• RECORDED DATA:
######

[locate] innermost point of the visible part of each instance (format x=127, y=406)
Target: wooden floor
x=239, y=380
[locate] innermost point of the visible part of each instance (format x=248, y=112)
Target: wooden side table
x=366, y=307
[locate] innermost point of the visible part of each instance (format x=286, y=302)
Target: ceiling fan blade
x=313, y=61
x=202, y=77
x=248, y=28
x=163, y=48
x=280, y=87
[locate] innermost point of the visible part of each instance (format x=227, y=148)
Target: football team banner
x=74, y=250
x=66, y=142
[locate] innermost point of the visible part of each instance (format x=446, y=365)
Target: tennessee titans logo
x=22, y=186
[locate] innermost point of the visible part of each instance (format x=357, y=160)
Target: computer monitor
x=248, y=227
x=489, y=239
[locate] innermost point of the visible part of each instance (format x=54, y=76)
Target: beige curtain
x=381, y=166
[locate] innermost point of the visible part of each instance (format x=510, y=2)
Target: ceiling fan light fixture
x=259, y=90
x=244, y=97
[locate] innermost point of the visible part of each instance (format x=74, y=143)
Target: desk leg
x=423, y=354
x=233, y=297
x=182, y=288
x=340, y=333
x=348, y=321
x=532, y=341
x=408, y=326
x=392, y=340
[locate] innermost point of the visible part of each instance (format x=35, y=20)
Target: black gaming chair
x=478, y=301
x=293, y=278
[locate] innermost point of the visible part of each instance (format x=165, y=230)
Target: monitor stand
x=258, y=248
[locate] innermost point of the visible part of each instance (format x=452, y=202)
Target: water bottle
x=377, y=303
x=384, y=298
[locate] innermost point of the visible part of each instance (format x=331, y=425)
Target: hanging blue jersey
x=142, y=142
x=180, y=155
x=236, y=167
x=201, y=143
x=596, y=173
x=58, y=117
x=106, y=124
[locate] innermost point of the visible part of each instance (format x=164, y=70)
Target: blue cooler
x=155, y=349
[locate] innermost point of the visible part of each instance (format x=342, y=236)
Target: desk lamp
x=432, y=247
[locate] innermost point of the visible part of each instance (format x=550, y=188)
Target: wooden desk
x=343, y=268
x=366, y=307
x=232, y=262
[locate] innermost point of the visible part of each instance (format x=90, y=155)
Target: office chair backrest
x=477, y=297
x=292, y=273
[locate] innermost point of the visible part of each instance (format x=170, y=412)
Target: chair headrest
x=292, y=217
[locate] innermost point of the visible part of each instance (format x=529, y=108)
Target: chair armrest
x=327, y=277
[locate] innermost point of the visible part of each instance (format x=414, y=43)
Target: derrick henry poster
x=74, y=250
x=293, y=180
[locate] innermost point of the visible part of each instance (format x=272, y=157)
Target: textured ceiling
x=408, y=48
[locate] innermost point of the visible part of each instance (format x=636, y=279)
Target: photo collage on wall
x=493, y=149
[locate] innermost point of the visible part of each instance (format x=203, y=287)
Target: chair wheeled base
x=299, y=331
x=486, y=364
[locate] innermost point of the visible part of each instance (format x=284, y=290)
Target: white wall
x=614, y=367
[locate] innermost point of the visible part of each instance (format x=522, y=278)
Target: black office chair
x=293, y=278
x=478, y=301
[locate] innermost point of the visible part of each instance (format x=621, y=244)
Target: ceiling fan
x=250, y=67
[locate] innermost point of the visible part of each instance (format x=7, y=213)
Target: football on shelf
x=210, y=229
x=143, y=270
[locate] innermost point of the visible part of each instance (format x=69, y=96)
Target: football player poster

######

• AIM:
Rewrite every entry above with "Target" renamed to "Label" throughout, leaving everything else unchanged.

• FULL RESPONSE:
[locate] innermost point of the visible part of each instance (format x=127, y=406)
Label: wooden floor
x=239, y=380
[locate] innermost point of the visible part of each instance (format x=248, y=112)
Label: wooden side table
x=366, y=307
[locate] innermost point of the visible part of each instance (format x=286, y=302)
Label: ceiling fan blade
x=313, y=61
x=202, y=77
x=248, y=28
x=163, y=48
x=280, y=87
[locate] innermost point of the visible part of each instance (format x=227, y=148)
Label: football team banner
x=74, y=250
x=66, y=142
[locate] innermost point of the visible part of each instance (format x=446, y=365)
Label: tennessee titans logo
x=22, y=186
[locate] innermost point of the visible part of each instance (format x=357, y=160)
Label: computer monitor
x=248, y=227
x=489, y=239
[locate] innermost point of the visible part of each instance (format x=54, y=76)
Label: beige curtain
x=381, y=166
[locate] innermost point of the visible part of each instance (format x=510, y=2)
Label: ceiling fan light fixture
x=259, y=90
x=244, y=97
[locate] innermost point of the visible part of each instance (format x=74, y=143)
Label: desk leg
x=423, y=354
x=233, y=297
x=182, y=288
x=340, y=333
x=348, y=321
x=532, y=341
x=408, y=326
x=392, y=340
[locate] innermost point of the visible part of each instance (format x=35, y=20)
Label: black gaming chair
x=478, y=301
x=293, y=278
[locate] innermost point of the visible part of each instance (format x=165, y=230)
Label: monitor stand
x=258, y=248
[locate] innermost point of the visible part of each instance (format x=452, y=202)
Label: water bottle
x=377, y=303
x=384, y=298
[locate] innermost point of the visible part of each instance (format x=331, y=425)
Label: hanging blue jersey
x=142, y=142
x=180, y=155
x=236, y=167
x=201, y=143
x=596, y=173
x=58, y=117
x=106, y=124
[locate] innermost point of the visible part of each instance (format x=164, y=70)
Label: blue cooler
x=155, y=349
[locate] innermost point of the visible part of each instance (format x=342, y=236)
Label: desk lamp
x=432, y=247
[locate] innermost point of the visible part of each instance (format x=550, y=188)
Label: wooden desk
x=343, y=268
x=366, y=307
x=232, y=262
[locate] innermost point of the visible part of each instance (format x=90, y=155)
Label: office chair backrest
x=477, y=297
x=292, y=273
[locate] innermost point of the visible part of each instance (format x=170, y=412)
Label: chair headrest
x=292, y=217
[locate] innermost point of the visible part of each instance (format x=529, y=108)
Label: chair armrest
x=327, y=277
[locate] innermost point of the visible part of each instance (format x=414, y=43)
Label: derrick henry poster
x=74, y=250
x=293, y=180
[locate] innermost point of the visible part of each instance (format x=272, y=157)
Label: textured ceiling
x=408, y=48
[locate] innermost point of the visible part of each instance (format x=636, y=279)
Label: photo collage on wall
x=493, y=149
[locate] innermost point of the visible part of each instance (format x=203, y=287)
Label: chair wheeled base
x=299, y=331
x=486, y=364
[locate] innermost point of the visible part of each instance (format x=284, y=290)
Label: white wall
x=614, y=367
[locate] innermost point of the visible part of each instance (format x=522, y=278)
Label: black office chair
x=293, y=278
x=478, y=301
[locate] innermost point of the visible part of each instance (format x=621, y=244)
Label: ceiling fan
x=250, y=67
[locate] innermost point of the visible part of each instance (format x=7, y=213)
Label: football on shelf
x=210, y=229
x=143, y=270
[locate] innermost point of the visible part of each instance (format x=69, y=96)
Label: football player poster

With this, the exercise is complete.